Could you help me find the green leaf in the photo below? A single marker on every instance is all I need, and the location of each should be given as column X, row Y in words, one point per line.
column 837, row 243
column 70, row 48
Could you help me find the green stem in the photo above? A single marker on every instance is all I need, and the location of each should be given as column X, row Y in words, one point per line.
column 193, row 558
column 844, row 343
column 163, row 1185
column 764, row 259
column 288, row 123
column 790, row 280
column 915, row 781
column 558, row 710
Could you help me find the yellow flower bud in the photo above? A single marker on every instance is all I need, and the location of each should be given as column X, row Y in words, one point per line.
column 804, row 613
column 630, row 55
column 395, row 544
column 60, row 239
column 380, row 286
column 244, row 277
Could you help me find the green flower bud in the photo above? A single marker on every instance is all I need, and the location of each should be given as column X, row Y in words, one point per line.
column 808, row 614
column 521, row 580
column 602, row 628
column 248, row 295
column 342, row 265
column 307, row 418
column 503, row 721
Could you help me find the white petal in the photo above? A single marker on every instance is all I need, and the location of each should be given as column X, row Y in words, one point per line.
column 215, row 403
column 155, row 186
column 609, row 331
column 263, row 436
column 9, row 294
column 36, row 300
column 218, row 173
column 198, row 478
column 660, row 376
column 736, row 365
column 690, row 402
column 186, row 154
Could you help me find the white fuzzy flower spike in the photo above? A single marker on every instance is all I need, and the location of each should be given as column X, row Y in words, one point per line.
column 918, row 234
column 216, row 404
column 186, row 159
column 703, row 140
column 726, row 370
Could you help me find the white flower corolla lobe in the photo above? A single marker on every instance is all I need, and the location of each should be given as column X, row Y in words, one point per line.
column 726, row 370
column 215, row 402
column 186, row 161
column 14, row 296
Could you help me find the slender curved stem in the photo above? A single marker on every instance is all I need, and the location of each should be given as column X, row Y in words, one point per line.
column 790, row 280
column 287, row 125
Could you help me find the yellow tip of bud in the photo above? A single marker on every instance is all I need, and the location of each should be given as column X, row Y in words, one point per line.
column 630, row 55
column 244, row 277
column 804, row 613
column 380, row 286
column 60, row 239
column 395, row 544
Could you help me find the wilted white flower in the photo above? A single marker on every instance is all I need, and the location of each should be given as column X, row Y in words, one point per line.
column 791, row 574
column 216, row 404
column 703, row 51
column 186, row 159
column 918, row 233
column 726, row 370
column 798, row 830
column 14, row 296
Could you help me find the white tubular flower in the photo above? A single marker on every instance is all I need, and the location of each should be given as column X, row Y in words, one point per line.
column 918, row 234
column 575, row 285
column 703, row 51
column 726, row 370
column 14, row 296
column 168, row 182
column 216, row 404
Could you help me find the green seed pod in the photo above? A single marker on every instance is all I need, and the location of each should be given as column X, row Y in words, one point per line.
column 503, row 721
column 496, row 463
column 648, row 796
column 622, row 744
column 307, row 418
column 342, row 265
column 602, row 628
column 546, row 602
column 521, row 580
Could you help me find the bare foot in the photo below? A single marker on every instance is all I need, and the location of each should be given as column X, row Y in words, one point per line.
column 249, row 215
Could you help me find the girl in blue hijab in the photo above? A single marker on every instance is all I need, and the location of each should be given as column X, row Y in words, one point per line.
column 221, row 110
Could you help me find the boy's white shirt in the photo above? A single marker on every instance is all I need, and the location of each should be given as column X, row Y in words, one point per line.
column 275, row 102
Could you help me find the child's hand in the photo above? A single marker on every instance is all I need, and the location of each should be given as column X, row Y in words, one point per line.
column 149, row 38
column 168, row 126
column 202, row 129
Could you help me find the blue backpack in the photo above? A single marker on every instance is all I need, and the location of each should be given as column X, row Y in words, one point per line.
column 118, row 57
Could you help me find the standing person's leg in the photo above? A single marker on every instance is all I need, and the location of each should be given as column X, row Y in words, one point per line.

========================================================================

» Work to complete: Retype the records that precede this task, keeping them exactly the same.

» Solution below:
Could you help me find the green leaf in the photo below? A single marker on every instance is all I need, and the location of each should be given as column X, row Y in words, one point per line.
column 837, row 243
column 70, row 48
Could you help me find the green stem in the photo above? A single marker on every instance is all I need, and the location of each should be given as column X, row Y in words, one point per line.
column 193, row 558
column 844, row 343
column 163, row 1185
column 764, row 259
column 288, row 123
column 790, row 280
column 915, row 781
column 558, row 710
Could you help me find the yellow flower bud in the photo above? A single marker on every instance is all I need, and the location of each should be given as column X, row Y in words, one point per line.
column 804, row 613
column 630, row 55
column 395, row 544
column 60, row 239
column 380, row 286
column 244, row 277
Could you help me find the green flower bud in the photo above? A single marker on every instance is all I need, and the location of each should be given as column X, row Y in words, one point per line.
column 808, row 614
column 521, row 580
column 602, row 628
column 248, row 295
column 342, row 265
column 307, row 418
column 503, row 721
Could you help me find the white petal in the photo above? A single marker on every instance is all I need, and the location of each should be given as column X, row Y in words, one point per line.
column 215, row 403
column 155, row 186
column 609, row 331
column 263, row 436
column 9, row 294
column 36, row 300
column 218, row 173
column 198, row 478
column 660, row 376
column 736, row 365
column 690, row 402
column 186, row 154
Could you help me find the white fuzzy flower spike in the photo above? A single marker on every instance is all I need, and the location of each should be given as column X, row Y in words, one point per line.
column 918, row 234
column 216, row 404
column 186, row 159
column 703, row 140
column 726, row 370
Could you help me find the white flower corolla lobe in the photo above? A single marker on every instance is all I need, and the location of each should be given as column X, row Y in words, one point per line.
column 726, row 370
column 215, row 402
column 186, row 161
column 14, row 296
Could you help me find the slender curved stem in the photo above? A single marker on every instance is all I need, and the location of each should be given as column X, row Y in words, one point per line.
column 790, row 280
column 287, row 125
Could you help me find the yellow tip of bud in the photo above? A single marker on every instance is all I need, and the location of each should be given as column X, row Y in words, one point per line.
column 630, row 55
column 244, row 277
column 804, row 613
column 380, row 286
column 60, row 239
column 395, row 544
Could you help me find the wilted white flower in the photo above? A single marker on every instance is all I need, and the location of each should be given as column X, row Y in words, one point per line.
column 791, row 574
column 216, row 404
column 703, row 51
column 186, row 159
column 918, row 233
column 726, row 370
column 798, row 830
column 14, row 296
Could you help me find the white tubular flower in the photo above? A single marker on every instance is all I need, and the location of each should be given as column X, row Y in words, one point per line.
column 918, row 234
column 575, row 285
column 703, row 51
column 726, row 370
column 14, row 296
column 168, row 182
column 216, row 404
Could you help me find the green seed pod in the photo above? A single marker on every instance is all I need, and the location of each should be given as column X, row Y in words, one point per line.
column 503, row 721
column 496, row 463
column 648, row 796
column 622, row 744
column 307, row 418
column 342, row 265
column 602, row 628
column 546, row 602
column 521, row 580
Could you help me find the bare foot in the photo below? A single marker on every instance is all I need, and the location of each should be given as column X, row Y in words, one point per line.
column 249, row 215
Could you help me find the girl in blue hijab in the photo above? A single marker on every instance is all I need, and the location of each should be given as column X, row Y in words, one point per line.
column 221, row 110
Could you help me find the boy's white shirt in the photo above? A single marker on every instance is all I need, and the location of each should be given as column X, row Y in words, one point per line.
column 275, row 102
Could you help me find the child's hand in the photo above? A single marker on every instance is all I need, and the location of each should be given as column X, row Y in words, one point per line.
column 149, row 38
column 168, row 126
column 202, row 129
Could you help me find the blue backpack in the photo above? A single marker on every instance is all I need, and the location of each should be given as column X, row Y in words, one point per line.
column 118, row 57
Could you help me find the standing person's leg in the photo above? A single marker on every instance is all I need, and the location of each should be given as column X, row Y in words, one point per line.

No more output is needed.